▶ PROVIDED TEXT:
---------------

Interferon Regulatory Factor 8 (IRF8) transduction enhances the number of glioblastoma-infiltrating cytotoxic T-cells. (A) Left panel, Immune cell type changes between groups. Each cell type is associated with a set of genes; differential expression of gene sets is correlated with cell type abundance. Right panel, cell type scores for each animal (n = 6). Raw cell type scores, standard deviation, and P-values are shown in Supplementary Table 2. Cell type profiling algorithm was previously described by Danaher et al (PMID: 28239471). (B) Box-and-whisker plots derived from the expression of T-cell genes (Supplementary Table 3). (C) Representative flow plots of pan T-cells (CD45+ CD3+) and CD4 (CD45+ CD3+ CD4+) or CD8 (CD45+ CD3+ CD8+) T-cells. Bars represent the mean of 9–10 biological replicates.

Figure 4.

Interferon Regulatory Factor 8 (IRF8) transduction enhances the number of glioblastoma-infiltrating type 1 conventional dendritic cells. (A) Box-and-whisker plots derived from the expression of MHC-associated or antigen-processing genes (Supplementary Tables 4 and 5). (B) Representative flow plots of the pan-DC (CD45+ CD11c+ MHC II+) and cDC1 populations. Live cells were gated on CD45+ CD11b- CD11c+ MHC II+ and CD103. The cDC1 populations were further refined by selecting CD24+ XCR1+, markers for terminally differentiated cDC1s capable of antigen cross-presentation. Bars represent the mean of 9 biological replicates derived from day 18 tumors. (C) Transduction efficiency represented by the expression of the RRV marker, P2A. Samples were analyzed at day 18 post-tumor inoculation. Bars represent the mean of 6 biological replicates.

---------------

Transcribe the IRF8 figure legends in full, word for word. Draw only on the IRF8 figure legends.

▶ DATA EXCERPTS:
---------------

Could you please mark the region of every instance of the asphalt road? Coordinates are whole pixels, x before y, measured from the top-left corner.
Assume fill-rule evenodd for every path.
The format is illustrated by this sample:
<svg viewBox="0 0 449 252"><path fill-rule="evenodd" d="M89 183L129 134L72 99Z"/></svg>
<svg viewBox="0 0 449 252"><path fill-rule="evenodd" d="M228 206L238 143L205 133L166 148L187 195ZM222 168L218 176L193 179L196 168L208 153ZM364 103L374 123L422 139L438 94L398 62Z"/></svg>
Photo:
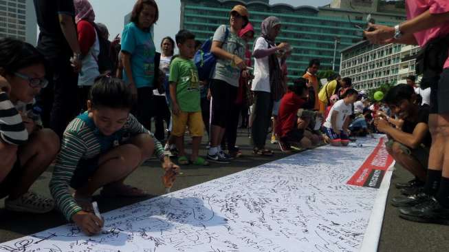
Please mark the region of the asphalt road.
<svg viewBox="0 0 449 252"><path fill-rule="evenodd" d="M186 138L188 140L188 138ZM182 167L182 175L179 175L172 191L191 187L210 180L232 174L257 165L282 158L286 154L278 151L277 145L271 145L275 150L272 157L254 156L251 154L245 130L241 130L237 139L244 158L234 160L229 165L212 165L206 167L186 166ZM186 146L188 148L189 145ZM203 145L204 149L204 145ZM202 154L205 154L203 150ZM51 167L45 172L32 189L50 196L48 182L51 177ZM159 162L149 160L140 167L127 179L126 182L138 185L151 194L149 198L164 194L160 177L162 169ZM400 167L395 171L388 200L398 195L398 190L394 187L396 182L407 181L411 175ZM105 198L97 196L100 211L107 211L125 205L143 200L146 198ZM0 200L0 242L6 242L24 235L66 223L62 215L56 211L36 215L8 211L3 208L4 200ZM448 251L449 227L437 224L414 223L398 217L397 209L387 203L384 218L381 238L379 242L379 251Z"/></svg>

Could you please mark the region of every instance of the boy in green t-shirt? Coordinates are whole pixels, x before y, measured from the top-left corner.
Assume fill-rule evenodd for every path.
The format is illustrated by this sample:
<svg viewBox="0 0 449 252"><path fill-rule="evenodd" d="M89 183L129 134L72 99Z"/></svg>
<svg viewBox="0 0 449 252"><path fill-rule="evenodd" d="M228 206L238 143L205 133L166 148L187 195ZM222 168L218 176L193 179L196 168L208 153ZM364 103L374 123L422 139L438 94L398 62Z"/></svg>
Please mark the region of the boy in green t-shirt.
<svg viewBox="0 0 449 252"><path fill-rule="evenodd" d="M198 156L203 136L204 124L201 113L199 79L198 72L192 61L195 55L195 35L182 30L176 34L176 44L179 56L170 65L170 97L173 114L171 134L176 137L176 147L179 151L178 162L188 165L184 147L186 125L192 136L192 156L190 162L197 165L208 165L204 158Z"/></svg>

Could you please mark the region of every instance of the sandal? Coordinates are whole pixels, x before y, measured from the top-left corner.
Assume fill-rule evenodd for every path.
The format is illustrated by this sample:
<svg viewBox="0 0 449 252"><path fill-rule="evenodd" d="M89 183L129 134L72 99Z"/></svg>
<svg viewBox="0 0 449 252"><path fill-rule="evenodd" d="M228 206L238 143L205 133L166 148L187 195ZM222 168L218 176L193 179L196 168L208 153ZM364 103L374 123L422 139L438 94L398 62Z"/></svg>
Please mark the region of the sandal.
<svg viewBox="0 0 449 252"><path fill-rule="evenodd" d="M260 156L273 156L273 151L267 149L259 149L256 147L252 150L252 153L254 155L260 155Z"/></svg>
<svg viewBox="0 0 449 252"><path fill-rule="evenodd" d="M103 187L100 192L105 197L146 197L145 191L131 185L124 184L108 185Z"/></svg>
<svg viewBox="0 0 449 252"><path fill-rule="evenodd" d="M209 162L208 162L206 159L199 156L197 158L197 159L195 161L191 161L190 162L193 165L200 165L200 166L208 166L209 165Z"/></svg>
<svg viewBox="0 0 449 252"><path fill-rule="evenodd" d="M185 156L180 156L177 159L177 163L179 165L188 165L189 164L188 159Z"/></svg>

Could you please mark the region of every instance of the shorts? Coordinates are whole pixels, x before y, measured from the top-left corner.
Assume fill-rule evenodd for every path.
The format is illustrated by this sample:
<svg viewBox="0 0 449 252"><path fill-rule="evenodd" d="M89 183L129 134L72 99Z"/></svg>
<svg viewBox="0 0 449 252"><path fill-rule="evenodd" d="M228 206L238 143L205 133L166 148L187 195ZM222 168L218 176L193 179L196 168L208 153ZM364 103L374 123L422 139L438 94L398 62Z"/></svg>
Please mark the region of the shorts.
<svg viewBox="0 0 449 252"><path fill-rule="evenodd" d="M399 144L399 148L404 151L406 155L414 157L422 165L423 167L427 169L429 161L429 154L430 148L426 147L423 145L419 145L417 148L410 149L403 144L396 142L393 139L390 139L388 142L385 143L385 146L387 148L392 148L393 144L396 143Z"/></svg>
<svg viewBox="0 0 449 252"><path fill-rule="evenodd" d="M22 175L22 167L19 159L19 153L17 152L17 160L12 166L12 169L6 177L0 182L0 199L8 196L11 192L11 189L14 188L19 178Z"/></svg>
<svg viewBox="0 0 449 252"><path fill-rule="evenodd" d="M173 115L173 130L171 134L175 136L184 136L186 126L188 126L190 136L203 136L204 123L201 111L197 112L179 112L177 116Z"/></svg>
<svg viewBox="0 0 449 252"><path fill-rule="evenodd" d="M100 167L100 155L89 159L81 159L70 180L70 187L74 189L83 187Z"/></svg>
<svg viewBox="0 0 449 252"><path fill-rule="evenodd" d="M323 132L325 134L326 134L326 136L327 136L329 138L331 138L331 140L336 140L336 141L342 141L342 142L346 142L349 140L349 138L348 137L348 135L346 134L346 132L343 132L342 130L340 131L340 134L336 134L335 132L333 132L333 129L328 127L323 127Z"/></svg>
<svg viewBox="0 0 449 252"><path fill-rule="evenodd" d="M440 74L437 83L430 85L430 114L449 112L449 67Z"/></svg>
<svg viewBox="0 0 449 252"><path fill-rule="evenodd" d="M281 107L281 100L273 102L273 116L277 116L279 112L279 107Z"/></svg>
<svg viewBox="0 0 449 252"><path fill-rule="evenodd" d="M299 143L304 138L304 129L299 129L295 127L292 130L288 132L285 136L281 138L281 140L285 143Z"/></svg>

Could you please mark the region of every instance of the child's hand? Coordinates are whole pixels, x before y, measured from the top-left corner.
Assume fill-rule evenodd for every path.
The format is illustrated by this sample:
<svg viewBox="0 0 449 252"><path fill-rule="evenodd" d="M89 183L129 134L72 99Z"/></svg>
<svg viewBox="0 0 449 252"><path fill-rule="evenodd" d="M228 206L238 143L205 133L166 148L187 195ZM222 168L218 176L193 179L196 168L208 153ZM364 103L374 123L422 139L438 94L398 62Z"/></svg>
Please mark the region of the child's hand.
<svg viewBox="0 0 449 252"><path fill-rule="evenodd" d="M172 109L173 114L177 116L179 114L179 112L181 112L181 109L179 109L179 106L177 105L177 103L173 103L173 107Z"/></svg>
<svg viewBox="0 0 449 252"><path fill-rule="evenodd" d="M72 220L87 235L94 235L100 233L104 224L103 220L92 213L84 211L75 213L72 217Z"/></svg>

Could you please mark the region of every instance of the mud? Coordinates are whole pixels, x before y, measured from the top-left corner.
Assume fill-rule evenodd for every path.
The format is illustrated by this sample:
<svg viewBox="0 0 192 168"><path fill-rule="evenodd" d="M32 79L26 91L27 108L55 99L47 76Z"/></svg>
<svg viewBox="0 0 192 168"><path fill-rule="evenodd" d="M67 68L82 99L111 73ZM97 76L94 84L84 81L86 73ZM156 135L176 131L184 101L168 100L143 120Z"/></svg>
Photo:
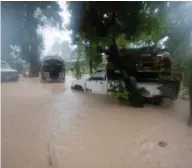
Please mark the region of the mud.
<svg viewBox="0 0 192 168"><path fill-rule="evenodd" d="M1 85L3 168L192 167L188 101L136 109L70 81Z"/></svg>

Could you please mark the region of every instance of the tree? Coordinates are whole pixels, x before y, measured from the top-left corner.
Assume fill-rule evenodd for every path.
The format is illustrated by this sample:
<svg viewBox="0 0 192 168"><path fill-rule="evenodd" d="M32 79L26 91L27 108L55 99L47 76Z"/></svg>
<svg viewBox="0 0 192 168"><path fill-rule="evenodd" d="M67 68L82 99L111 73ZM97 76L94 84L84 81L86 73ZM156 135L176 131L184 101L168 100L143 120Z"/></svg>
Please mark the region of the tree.
<svg viewBox="0 0 192 168"><path fill-rule="evenodd" d="M142 96L130 81L125 61L120 57L115 39L123 34L127 40L133 41L138 39L142 33L147 36L159 33L166 3L69 2L68 5L72 16L70 28L73 30L74 40L77 41L78 36L89 42L98 37L111 38L112 45L109 49L108 64L112 63L121 70L127 91L132 89L132 100L134 100L132 102L136 105L137 99L136 106L142 106ZM159 10L158 13L156 10Z"/></svg>
<svg viewBox="0 0 192 168"><path fill-rule="evenodd" d="M57 2L2 2L2 55L8 59L10 45L21 47L21 56L31 64L31 75L38 74L39 57L43 48L39 26L62 28Z"/></svg>

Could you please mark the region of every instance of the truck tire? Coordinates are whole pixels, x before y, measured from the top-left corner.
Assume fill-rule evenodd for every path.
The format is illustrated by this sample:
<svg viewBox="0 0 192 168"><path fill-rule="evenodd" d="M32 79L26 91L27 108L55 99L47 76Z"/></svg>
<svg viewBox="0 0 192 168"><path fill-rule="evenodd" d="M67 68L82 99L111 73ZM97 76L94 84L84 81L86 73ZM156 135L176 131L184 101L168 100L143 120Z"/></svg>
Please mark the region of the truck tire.
<svg viewBox="0 0 192 168"><path fill-rule="evenodd" d="M80 86L80 85L75 85L75 86L73 86L73 89L74 89L74 90L78 90L78 91L84 91L84 89L83 89L82 86Z"/></svg>
<svg viewBox="0 0 192 168"><path fill-rule="evenodd" d="M152 103L156 106L160 106L163 103L163 97L162 96L154 96L152 98Z"/></svg>

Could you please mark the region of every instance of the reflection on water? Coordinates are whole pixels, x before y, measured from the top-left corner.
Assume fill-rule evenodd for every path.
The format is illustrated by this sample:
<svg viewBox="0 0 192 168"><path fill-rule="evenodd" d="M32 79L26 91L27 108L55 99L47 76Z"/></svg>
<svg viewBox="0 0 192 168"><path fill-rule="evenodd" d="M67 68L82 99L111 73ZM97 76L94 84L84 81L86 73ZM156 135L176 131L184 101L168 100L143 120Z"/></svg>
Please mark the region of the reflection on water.
<svg viewBox="0 0 192 168"><path fill-rule="evenodd" d="M137 109L71 92L71 80L2 85L3 168L192 167L188 102Z"/></svg>
<svg viewBox="0 0 192 168"><path fill-rule="evenodd" d="M43 83L42 87L52 93L61 93L65 91L64 83Z"/></svg>

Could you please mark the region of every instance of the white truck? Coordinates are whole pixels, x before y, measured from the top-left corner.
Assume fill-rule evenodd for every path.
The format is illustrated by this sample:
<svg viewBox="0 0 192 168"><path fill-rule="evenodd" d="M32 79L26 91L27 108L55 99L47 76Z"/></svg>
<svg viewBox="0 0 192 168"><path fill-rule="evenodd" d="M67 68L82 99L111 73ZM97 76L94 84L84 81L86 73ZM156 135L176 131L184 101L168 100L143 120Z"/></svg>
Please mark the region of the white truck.
<svg viewBox="0 0 192 168"><path fill-rule="evenodd" d="M115 73L120 73L116 71ZM85 76L81 79L72 81L71 88L80 91L89 91L98 94L110 94L111 83L117 83L118 80L108 80L105 69L98 69L90 76ZM124 85L124 84L123 84ZM125 85L124 85L125 87ZM139 83L137 88L142 92L142 96L146 98L153 98L161 95L161 87L158 83Z"/></svg>

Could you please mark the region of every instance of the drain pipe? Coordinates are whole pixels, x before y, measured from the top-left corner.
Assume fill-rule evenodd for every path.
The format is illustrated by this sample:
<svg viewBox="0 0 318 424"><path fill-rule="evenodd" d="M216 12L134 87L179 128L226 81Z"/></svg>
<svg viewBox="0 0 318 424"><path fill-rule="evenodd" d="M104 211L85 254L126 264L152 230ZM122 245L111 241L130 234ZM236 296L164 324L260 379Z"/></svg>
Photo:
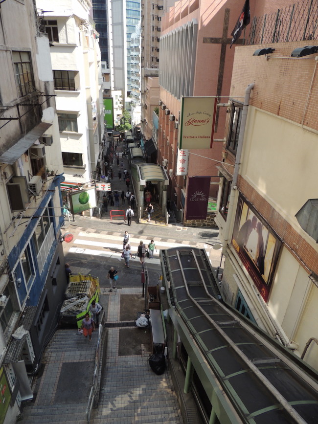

---------------

▶ FINAL ANSWER:
Interferon Regulatory Factor 8 (IRF8) transduction enhances the number of glioblastoma-infiltrating cytotoxic T-cells. (A) Left panel, Immune cell type changes between groups. Each cell type is associated with a set of genes; differential expression of gene sets is correlated with cell type abundance. Right panel, cell type scores for each animal (n = 6). Raw cell type scores, standard deviation, and P-values are shown in Supplementary Table 2. Cell type profiling algorithm was previously described by Danaher et al (PMID: 28239471). (B) Box-and-whisker plots derived from the expression of T-cell genes (Supplementary Table 3). (C) Representative flow plots of pan T-cells (CD45+ CD3+) and CD4 (CD45+ CD3+ CD4+) or CD8 (CD45+ CD3+ CD8+) T-cells. Bars represent the mean of 9–10 biological replicates.

Figure 4.

Interferon Regulatory Factor 8 (IRF8) transduction enhances the number of glioblastoma-infiltrating type 1 conventional dendritic cells. (A) Box-and-whisker plots derived from the expression of MHC-associated or antigen-processing genes (Supplementary Tables 4 and 5). (B) Representative flow plots of the pan-DC (CD45+ CD11c+ MHC II+) and cDC1 populations. Live cells were gated on CD45+ CD11b- CD11c+ MHC II+ and CD103. The cDC1 populations were further refined by selecting CD24+ XCR1+, markers for terminally differentiated cDC1s capable of antigen cross-presentation. Bars represent the mean of 9 biological replicates derived from day 18 tumors. (C) Transduction efficiency represented by the expression of the RRV marker, P2A. Samples were analyzed at day 18 post-tumor inoculation. Bars represent the mean of 6 biological replicates.